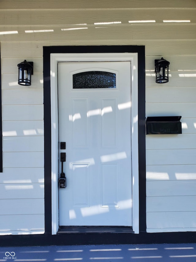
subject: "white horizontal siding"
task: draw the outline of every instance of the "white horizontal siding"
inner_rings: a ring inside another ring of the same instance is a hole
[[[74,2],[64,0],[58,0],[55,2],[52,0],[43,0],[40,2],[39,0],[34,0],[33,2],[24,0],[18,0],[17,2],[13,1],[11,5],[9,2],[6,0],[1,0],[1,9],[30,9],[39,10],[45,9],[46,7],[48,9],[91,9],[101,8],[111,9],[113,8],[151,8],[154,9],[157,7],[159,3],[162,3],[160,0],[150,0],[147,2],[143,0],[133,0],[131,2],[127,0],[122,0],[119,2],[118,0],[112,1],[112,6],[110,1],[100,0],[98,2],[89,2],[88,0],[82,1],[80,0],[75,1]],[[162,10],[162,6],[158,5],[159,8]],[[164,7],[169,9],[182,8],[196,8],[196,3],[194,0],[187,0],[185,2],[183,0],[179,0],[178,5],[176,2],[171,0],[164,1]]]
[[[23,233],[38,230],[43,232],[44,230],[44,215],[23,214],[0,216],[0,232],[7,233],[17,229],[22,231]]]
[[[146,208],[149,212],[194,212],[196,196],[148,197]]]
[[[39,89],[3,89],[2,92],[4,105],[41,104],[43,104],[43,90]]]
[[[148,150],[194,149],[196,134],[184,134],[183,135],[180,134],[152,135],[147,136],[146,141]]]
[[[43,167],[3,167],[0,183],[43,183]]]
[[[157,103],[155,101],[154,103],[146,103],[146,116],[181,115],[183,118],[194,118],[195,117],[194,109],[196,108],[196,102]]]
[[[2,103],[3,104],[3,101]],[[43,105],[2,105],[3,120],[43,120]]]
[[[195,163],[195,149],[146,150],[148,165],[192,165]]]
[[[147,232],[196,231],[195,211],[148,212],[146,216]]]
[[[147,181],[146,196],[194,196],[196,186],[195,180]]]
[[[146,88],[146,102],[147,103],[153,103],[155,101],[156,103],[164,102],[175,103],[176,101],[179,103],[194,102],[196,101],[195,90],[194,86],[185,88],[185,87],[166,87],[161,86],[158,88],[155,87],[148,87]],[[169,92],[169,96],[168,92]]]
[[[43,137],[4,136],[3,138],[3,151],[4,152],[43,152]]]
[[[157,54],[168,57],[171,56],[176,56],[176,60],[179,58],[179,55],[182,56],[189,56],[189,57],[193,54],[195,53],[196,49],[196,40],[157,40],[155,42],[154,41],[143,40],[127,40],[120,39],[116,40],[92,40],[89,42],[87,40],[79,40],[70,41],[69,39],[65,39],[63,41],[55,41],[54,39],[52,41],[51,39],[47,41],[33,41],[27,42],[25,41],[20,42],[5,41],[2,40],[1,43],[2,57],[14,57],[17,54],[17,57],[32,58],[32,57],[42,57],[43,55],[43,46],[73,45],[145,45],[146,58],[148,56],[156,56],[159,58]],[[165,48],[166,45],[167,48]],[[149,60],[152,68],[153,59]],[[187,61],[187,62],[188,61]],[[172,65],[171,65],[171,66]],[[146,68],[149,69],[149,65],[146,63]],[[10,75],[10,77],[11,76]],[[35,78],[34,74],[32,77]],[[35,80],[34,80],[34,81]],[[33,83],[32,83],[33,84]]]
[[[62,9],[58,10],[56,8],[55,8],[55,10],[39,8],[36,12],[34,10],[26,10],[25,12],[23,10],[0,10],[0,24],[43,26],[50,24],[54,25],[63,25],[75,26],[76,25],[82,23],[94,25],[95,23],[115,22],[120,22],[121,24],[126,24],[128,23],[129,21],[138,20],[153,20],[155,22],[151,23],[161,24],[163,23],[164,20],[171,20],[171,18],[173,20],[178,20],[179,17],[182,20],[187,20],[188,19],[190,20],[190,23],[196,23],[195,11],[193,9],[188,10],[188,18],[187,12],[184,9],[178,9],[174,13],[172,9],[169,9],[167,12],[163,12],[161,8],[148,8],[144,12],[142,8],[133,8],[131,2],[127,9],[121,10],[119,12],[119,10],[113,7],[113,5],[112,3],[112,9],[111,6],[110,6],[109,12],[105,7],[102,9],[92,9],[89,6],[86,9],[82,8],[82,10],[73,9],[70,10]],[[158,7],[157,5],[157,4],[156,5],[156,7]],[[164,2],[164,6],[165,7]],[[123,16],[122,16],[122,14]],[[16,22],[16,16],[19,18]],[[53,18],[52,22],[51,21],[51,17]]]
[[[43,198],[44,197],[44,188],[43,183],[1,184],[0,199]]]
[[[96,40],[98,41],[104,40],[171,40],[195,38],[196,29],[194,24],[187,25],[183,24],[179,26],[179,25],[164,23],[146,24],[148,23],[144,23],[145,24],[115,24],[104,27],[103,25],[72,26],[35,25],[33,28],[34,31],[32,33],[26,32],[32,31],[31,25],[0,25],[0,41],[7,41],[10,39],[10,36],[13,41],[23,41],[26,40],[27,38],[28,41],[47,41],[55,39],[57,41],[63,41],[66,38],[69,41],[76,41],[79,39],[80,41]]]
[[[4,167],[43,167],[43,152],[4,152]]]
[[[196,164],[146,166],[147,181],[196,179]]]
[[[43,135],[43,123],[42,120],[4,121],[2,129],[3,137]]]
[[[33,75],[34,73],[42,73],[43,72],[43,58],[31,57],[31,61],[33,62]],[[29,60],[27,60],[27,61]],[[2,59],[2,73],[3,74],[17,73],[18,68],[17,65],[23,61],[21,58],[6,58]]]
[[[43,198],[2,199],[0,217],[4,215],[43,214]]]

--

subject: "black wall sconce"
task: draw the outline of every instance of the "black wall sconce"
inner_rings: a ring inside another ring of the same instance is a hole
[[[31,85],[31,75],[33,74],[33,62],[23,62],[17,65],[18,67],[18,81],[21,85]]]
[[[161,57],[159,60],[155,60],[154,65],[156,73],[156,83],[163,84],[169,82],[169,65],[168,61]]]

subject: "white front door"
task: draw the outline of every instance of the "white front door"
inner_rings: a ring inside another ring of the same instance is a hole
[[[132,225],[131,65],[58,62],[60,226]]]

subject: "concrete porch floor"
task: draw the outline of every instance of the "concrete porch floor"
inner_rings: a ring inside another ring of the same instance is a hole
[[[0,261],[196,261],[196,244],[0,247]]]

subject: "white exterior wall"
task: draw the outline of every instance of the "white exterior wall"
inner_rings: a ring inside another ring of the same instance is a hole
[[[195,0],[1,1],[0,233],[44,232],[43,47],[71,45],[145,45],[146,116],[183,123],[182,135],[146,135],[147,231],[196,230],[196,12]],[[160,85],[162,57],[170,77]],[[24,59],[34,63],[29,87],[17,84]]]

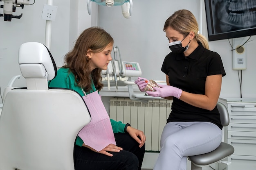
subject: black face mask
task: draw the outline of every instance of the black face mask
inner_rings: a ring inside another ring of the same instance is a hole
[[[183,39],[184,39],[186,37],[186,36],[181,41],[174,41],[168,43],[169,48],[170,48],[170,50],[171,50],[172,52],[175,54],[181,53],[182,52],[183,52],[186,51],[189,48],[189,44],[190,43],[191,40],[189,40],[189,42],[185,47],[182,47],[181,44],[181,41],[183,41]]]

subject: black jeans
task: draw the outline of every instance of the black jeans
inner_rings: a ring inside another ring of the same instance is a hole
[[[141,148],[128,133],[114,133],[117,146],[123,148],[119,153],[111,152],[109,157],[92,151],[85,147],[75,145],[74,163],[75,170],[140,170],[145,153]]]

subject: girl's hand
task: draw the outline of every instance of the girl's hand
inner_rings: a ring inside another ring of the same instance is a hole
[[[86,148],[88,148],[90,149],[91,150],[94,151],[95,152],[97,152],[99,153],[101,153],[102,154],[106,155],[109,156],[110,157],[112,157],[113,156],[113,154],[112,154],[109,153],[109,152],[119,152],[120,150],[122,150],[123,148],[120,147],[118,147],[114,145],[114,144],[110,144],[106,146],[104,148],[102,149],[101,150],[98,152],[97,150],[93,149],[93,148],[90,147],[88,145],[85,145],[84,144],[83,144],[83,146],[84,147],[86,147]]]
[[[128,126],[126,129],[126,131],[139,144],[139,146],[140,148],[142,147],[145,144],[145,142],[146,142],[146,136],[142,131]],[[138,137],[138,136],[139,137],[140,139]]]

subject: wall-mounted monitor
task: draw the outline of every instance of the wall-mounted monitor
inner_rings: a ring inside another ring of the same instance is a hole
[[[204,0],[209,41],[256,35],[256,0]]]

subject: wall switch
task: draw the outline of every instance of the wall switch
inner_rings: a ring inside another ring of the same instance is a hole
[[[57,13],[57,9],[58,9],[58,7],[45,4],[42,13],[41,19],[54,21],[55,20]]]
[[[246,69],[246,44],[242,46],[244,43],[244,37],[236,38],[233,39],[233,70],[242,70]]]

**GOAL**
Count the lines above that contain the word "horizontal", matching case exactly. Give only the number.

**TASK RESPONSE**
2